Problem 1 -
Show every line of the rows that contains the string "like". Matches must have the same case.

— START Reading passage —

Wrong clock on Raspberry can expire ABP encryption keys?

Hi, all, this will probably be a feature request, but I do not have the latest version of the software… Can anyone check if this problem still exists on the later versions of GatewayOS? ( my build is sort of special from december) Does the ABP keys get expired when you have no internet? or set the clock wrong on the raspberry?

— long chatty version —
Server run networks - We had some ABP configured nodes in storage for a month and then I discovered that they did not work and I had to re-configure the keys on our chirpstack server ( a very old version, running on real server hardware ). Looking into this I found that chirpstack sets a TTL value on both OTAA and ABP devices to 1 month on the Redis database entires. Thus any ABP devices that does not transmit data o the server for a month gets it’s keys expired, even though it still exists as a device.

There are a lot of issues regarding this Time To Live/Expire thing over the years, and it seems the generic advice by Broocar is to set it to such a high value it will not expire.
Example of bug-report/issue - https://github.com/brocaar/chirpstack-network-server/issues/300

Embedded networks - We use the GatewayOS on raspberries that are powered on and part of a control-system for a few months a year, with hardcoded ABP temperature devices ( feeding data into a fan-controller ). Thus with only power a few months a year, we must be able to change this settng.

  • I can’t find out how to set the TimeToLive value on the GatewayOS at build-time? How can this be done?
  • Clock. Redis requires a stable clock that does work.
    “Even running instances will always check the computer clock, so for instance if you set a key with a time to live of 1000 seconds, and then set your computer time 2000 seconds in the future, the key will be expired immediately, instead of lasting for 1000 seconds.” - https://redis.io/commands/expire#expires-and-persistence

The raspberry does not have a real-time clock that is battery backup-ed. Thus it can basicly be at any kind of time when a device is configured, and if it does find a time-server or sync it’s clocks it could really expire all encryption keys. I really wonder what happens if it has the real time, and then get a clock that is from 1970… ? (I’m not sure about the time set at startup, but I assume if a sensors sends in a value with a clock that is from 1970 and then after a while it gets a message to decode from 2020 it will just expire the keys)

— END Reading passage —
— START Task data —

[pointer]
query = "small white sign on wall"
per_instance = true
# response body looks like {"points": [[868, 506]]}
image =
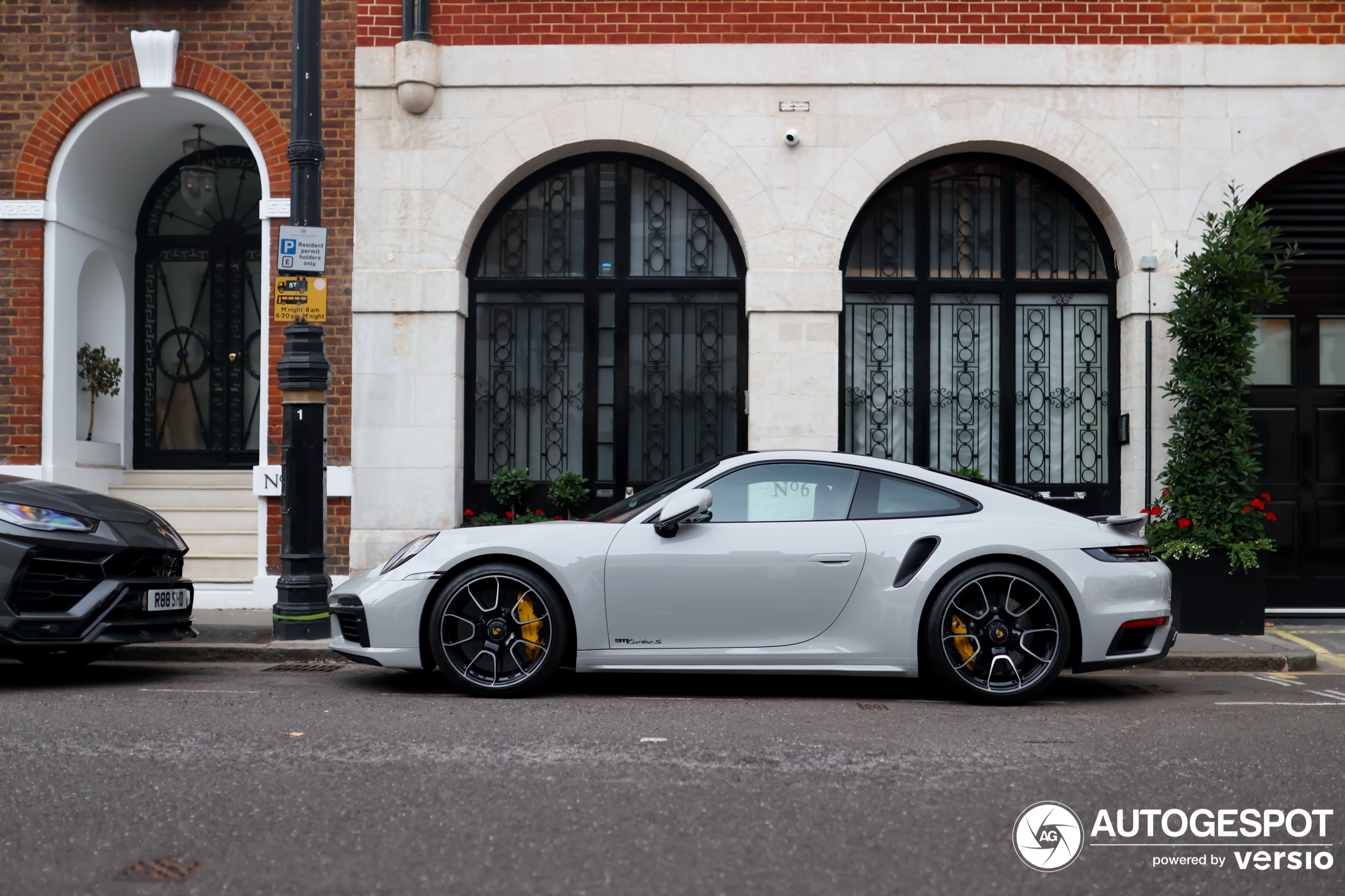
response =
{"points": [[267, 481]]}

— END Task data —
— START Task data —

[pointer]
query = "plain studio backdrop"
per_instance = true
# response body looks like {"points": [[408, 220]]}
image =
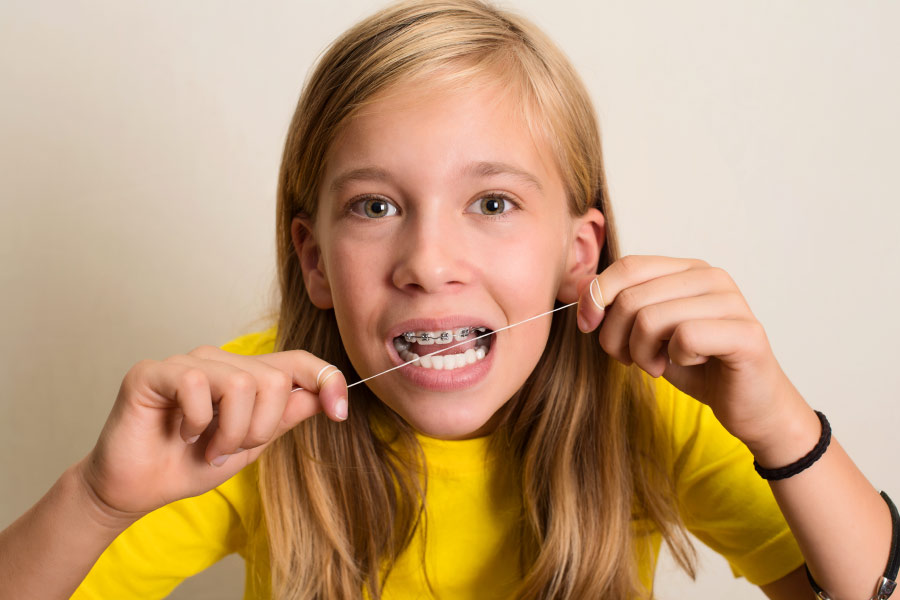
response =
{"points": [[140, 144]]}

— END Task data —

Problem 2 -
According to the forum post about ABP keys, why did the stored ABP nodes stop working after a month? Answer in one to three sentences.

Final result 1 -
# response body looks like {"points": [[868, 506]]}
# response body looks like {"points": [[408, 220]]}

Final result 2 -
ChirpStack sets a one-month time-to-live on the Redis database entries for both OTAA and ABP devices. Any ABP device that sends no data to the server for a month has its keys expired, even though the device still exists.